(Aim)
Copy the data below word for word, starting at the line that contains "Task: a point for each instance of the rear" and continuing through the last line of the data. Leave the pictures out of your copy.

## START Exercise inputs

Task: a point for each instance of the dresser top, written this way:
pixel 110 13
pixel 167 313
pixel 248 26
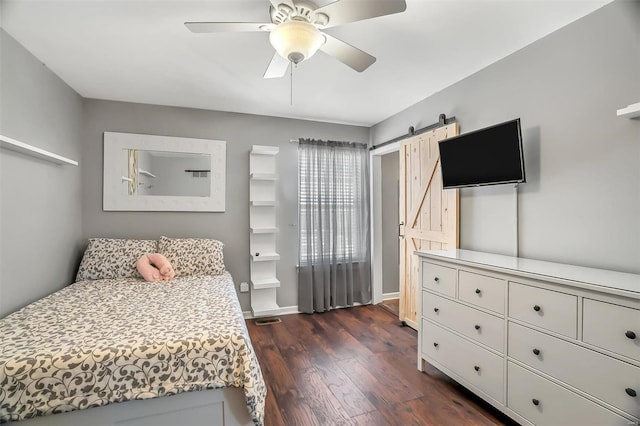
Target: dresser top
pixel 578 276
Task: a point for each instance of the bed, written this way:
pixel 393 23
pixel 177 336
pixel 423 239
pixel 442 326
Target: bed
pixel 168 352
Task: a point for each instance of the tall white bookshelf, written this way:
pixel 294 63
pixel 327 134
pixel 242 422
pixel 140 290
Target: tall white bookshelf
pixel 262 230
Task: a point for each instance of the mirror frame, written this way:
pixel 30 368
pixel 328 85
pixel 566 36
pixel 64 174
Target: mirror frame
pixel 114 200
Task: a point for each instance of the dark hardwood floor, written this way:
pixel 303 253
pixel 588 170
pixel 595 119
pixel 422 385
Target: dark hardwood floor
pixel 392 305
pixel 356 366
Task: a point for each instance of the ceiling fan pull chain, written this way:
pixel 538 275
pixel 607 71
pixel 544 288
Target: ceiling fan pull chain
pixel 291 83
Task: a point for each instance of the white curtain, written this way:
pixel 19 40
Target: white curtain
pixel 334 241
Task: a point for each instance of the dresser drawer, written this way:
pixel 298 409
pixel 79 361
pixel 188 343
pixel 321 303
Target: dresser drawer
pixel 606 378
pixel 477 325
pixel 612 327
pixel 545 403
pixel 547 309
pixel 472 363
pixel 481 290
pixel 439 278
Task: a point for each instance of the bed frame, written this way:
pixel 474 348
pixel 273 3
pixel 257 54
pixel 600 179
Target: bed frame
pixel 213 407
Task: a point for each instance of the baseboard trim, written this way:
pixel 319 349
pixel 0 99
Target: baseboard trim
pixel 388 296
pixel 286 310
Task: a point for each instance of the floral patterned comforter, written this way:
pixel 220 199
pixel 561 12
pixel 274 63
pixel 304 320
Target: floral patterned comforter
pixel 103 341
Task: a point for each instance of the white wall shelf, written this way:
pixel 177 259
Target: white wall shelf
pixel 632 111
pixel 264 176
pixel 265 257
pixel 23 148
pixel 263 203
pixel 262 230
pixel 146 173
pixel 264 150
pixel 258 283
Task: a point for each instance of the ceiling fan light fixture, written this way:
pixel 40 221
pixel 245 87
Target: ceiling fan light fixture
pixel 296 40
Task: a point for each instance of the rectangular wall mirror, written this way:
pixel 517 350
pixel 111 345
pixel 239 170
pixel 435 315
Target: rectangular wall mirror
pixel 163 173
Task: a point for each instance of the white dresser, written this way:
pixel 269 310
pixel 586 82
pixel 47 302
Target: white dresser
pixel 546 343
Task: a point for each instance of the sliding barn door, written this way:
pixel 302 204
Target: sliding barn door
pixel 428 214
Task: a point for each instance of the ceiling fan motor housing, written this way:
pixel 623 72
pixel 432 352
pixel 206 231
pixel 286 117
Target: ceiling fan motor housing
pixel 296 40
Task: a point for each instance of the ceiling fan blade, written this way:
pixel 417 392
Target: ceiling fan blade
pixel 347 54
pixel 277 67
pixel 219 27
pixel 345 11
pixel 289 3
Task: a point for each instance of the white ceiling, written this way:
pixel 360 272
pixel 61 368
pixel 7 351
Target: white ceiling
pixel 140 51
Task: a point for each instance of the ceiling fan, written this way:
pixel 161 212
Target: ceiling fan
pixel 295 30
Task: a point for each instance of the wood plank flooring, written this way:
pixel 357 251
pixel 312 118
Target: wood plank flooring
pixel 357 366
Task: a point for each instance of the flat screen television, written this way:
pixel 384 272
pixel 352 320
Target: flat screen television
pixel 489 156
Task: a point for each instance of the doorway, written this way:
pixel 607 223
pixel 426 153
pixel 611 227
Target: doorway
pixel 384 223
pixel 389 173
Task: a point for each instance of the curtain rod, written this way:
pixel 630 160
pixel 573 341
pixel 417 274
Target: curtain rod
pixel 442 121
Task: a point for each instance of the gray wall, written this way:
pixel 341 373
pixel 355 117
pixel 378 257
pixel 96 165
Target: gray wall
pixel 390 170
pixel 232 227
pixel 39 201
pixel 581 202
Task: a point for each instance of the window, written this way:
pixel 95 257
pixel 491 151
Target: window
pixel 333 203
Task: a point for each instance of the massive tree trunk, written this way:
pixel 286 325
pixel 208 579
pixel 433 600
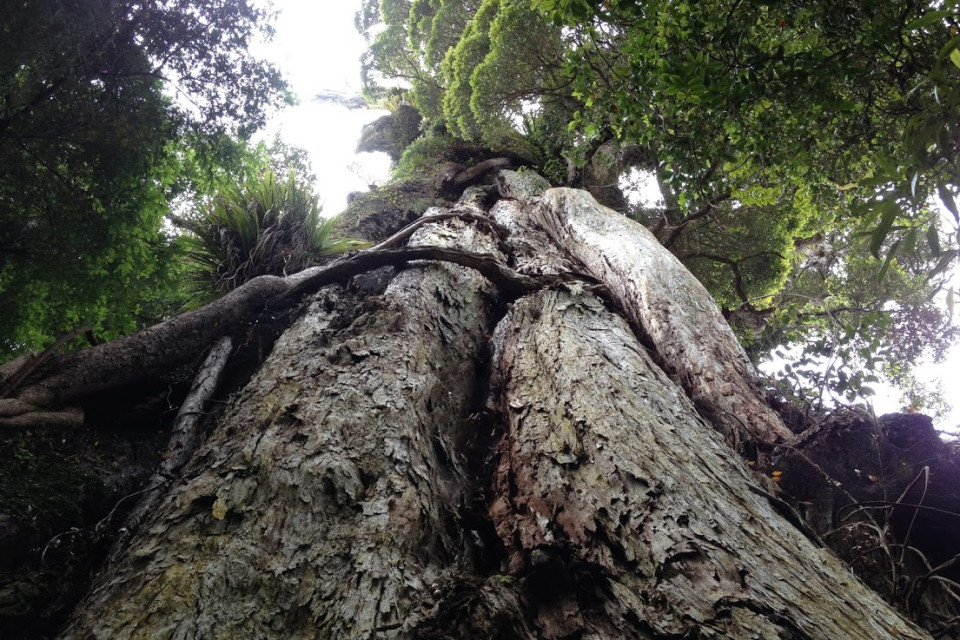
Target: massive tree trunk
pixel 549 450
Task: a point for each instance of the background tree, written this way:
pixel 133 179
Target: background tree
pixel 95 99
pixel 800 151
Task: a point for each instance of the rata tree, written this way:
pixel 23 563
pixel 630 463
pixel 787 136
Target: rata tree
pixel 517 416
pixel 803 150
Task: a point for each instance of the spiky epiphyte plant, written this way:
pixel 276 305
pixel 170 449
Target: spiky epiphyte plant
pixel 258 226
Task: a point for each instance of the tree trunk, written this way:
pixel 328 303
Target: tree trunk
pixel 446 460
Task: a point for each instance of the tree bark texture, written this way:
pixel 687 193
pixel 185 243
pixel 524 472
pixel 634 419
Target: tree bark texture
pixel 446 460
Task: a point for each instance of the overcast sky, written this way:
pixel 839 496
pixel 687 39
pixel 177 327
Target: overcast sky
pixel 318 50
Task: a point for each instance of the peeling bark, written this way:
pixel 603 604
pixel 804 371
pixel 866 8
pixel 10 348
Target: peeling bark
pixel 374 480
pixel 641 521
pixel 661 295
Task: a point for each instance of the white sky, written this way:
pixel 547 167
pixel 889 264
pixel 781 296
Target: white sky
pixel 318 49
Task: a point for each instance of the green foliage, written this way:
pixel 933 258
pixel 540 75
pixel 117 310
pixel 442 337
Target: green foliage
pixel 89 144
pixel 423 156
pixel 263 224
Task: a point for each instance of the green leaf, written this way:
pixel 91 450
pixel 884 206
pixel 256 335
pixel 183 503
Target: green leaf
pixel 890 256
pixel 948 49
pixel 947 198
pixel 933 240
pixel 928 19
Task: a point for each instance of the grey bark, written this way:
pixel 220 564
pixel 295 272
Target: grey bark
pixel 373 480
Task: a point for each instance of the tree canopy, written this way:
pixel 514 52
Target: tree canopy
pixel 98 101
pixel 805 151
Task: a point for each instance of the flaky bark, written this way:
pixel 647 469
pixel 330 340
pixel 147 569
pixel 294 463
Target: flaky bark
pixel 372 481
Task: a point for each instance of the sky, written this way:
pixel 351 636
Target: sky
pixel 318 49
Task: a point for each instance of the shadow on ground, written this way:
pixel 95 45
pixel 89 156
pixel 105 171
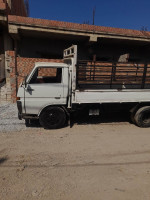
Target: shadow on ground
pixel 3 159
pixel 83 118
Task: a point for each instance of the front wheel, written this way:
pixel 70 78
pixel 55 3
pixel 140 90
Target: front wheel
pixel 52 118
pixel 142 117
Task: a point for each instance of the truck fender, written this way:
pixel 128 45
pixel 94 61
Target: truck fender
pixel 63 107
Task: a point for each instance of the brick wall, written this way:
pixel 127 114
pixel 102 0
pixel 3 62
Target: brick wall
pixel 24 66
pixel 14 7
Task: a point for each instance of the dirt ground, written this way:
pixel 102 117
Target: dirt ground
pixel 88 161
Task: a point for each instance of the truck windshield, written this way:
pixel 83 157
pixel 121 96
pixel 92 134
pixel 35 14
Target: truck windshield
pixel 47 75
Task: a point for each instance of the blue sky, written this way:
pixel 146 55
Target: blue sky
pixel 131 14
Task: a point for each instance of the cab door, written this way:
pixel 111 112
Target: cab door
pixel 45 87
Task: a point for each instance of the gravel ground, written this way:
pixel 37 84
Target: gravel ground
pixel 9 118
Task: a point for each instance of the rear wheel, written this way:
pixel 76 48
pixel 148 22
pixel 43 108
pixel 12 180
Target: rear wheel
pixel 52 118
pixel 142 117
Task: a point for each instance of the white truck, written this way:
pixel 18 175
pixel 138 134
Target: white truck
pixel 53 90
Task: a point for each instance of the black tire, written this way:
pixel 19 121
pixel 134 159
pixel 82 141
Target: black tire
pixel 142 117
pixel 52 118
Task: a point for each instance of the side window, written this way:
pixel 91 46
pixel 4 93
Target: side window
pixel 47 75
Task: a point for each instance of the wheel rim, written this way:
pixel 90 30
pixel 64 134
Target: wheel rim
pixel 52 117
pixel 146 118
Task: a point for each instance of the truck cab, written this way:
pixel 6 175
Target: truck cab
pixel 47 85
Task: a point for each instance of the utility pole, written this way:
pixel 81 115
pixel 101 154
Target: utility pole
pixel 94 10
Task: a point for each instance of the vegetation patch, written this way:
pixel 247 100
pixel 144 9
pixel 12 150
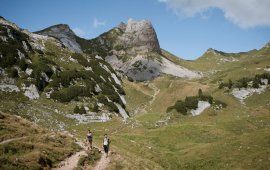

## END Exercise inputs

(Solved exercise)
Task: a point for each instance of the rear wheel, written this way:
pixel 76 48
pixel 148 22
pixel 43 108
pixel 12 180
Target: rear wheel
pixel 52 118
pixel 142 117
Task: a point for each instance of the white truck, written this way:
pixel 18 175
pixel 138 134
Target: white truck
pixel 53 90
Task: a point for each instance of the black tire, written this way:
pixel 19 121
pixel 134 159
pixel 82 141
Target: black tire
pixel 142 117
pixel 52 118
Task: a point for each instance of the side window, written this way:
pixel 91 46
pixel 4 93
Target: side window
pixel 47 75
Task: a point for each instance of the wheel rim, written this way:
pixel 90 30
pixel 64 134
Target: wheel rim
pixel 52 117
pixel 146 118
Task: a point for each instance of the truck cab, written this way:
pixel 6 175
Target: truck cab
pixel 47 85
Task: a point for each instance of the utility pole, written this way:
pixel 81 115
pixel 101 154
Target: utility pole
pixel 94 10
Task: a point for each instance of the vegetation patch, written this way:
pixel 247 100
pixel 144 9
pixel 12 150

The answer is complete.